THINGS TO DO
[A] In the essay on faith and a changing world, why does the writer say believers get louder? Answer in one to three sentences.
[B] In the essay on faith and a changing world, give the stretch from "Our words seem" through "are under threat." again, swapping "tone" for "voice".

GIVEN TEXT
We talk a lot about that first love and what it looked like. There’s a palpable frustration about the assumptions we often make, where we assume everyone should believe what we do and are distressed when our principles and precepts seem to lose traction. We speak of attacks on values, the decay of morals, the threat towards ethical standards.
We throw up our hands and say how frightening it is to think about the loss of all those things. How it seems like we’re always fighting losing battles. How difficult it is to find purchase on slopes greased with the desires of an immoral world.
Then someone wonders aloud what it would look like if we just gave up fighting and let the world run rampant so we could return to the roots of our faith.
Really, she asks, would that be so bad?

Again and again, and louder

I’ve been wrestling with that question for a while now. How it seems like the only noises we’re making these days are defensive. And how no one seems to be listening. Can’t anyone see, we cry, just how dangerous all of these anti-Christian beliefs and values are to our precious, moral society?
And when no one responds, we get louder. We plaster brutal anti-abortion banners over highways featuring evacuated fetuses. We grab everyone around us, shake them, and tell them how dangerous it is to lose prayer in public schools. We picket Parliament Hill en masse and chant about gay marriage’s threat to traditional family values. Look for wicked people. False apostles.
Our words seem right, fair, responsible, logical, biblical. But our tone seems to speak a different language, as though we’re fighting to persevere through unthinkable hardship. As though the changing world around us should sympathize when, in fact, its experience is growing further and further from those values we assert are under threat.

SOURCE DATA
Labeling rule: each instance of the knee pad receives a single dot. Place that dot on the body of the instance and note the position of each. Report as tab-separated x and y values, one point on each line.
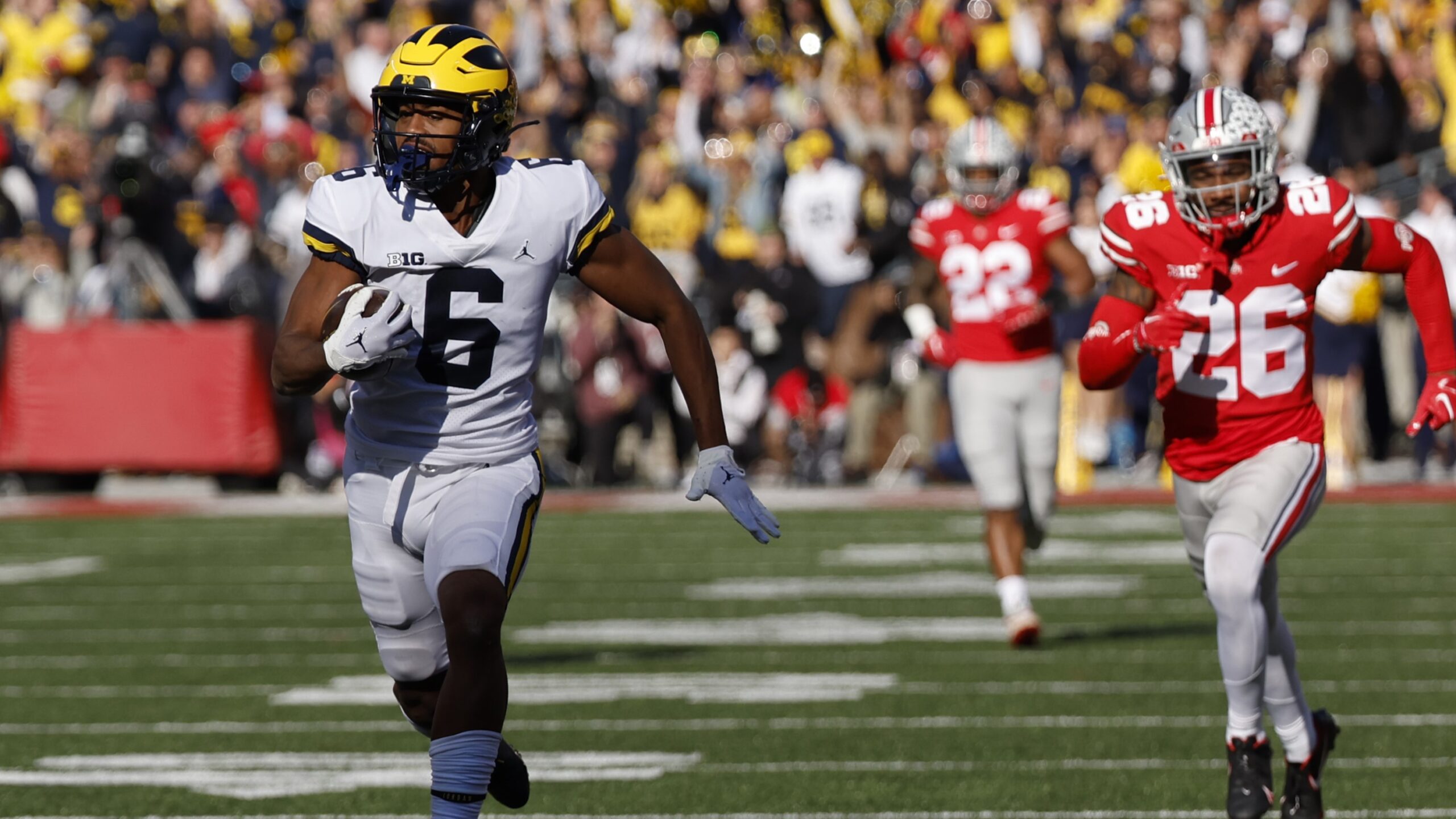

FULL SOLUTIONS
[A] Believers get louder because no one responds when they cry out about how dangerous anti-Christian beliefs and values are to their moral society. Their defensive noises seem to go unheard, so they raise their volume.

[B]
Our words seem right, fair, responsible, logical, biblical. But our voice seems to speak a different language, as though we’re fighting to persevere through unthinkable hardship. As though the changing world around us should sympathize when, in fact, its experience is growing further and further from those values we assert are under threat.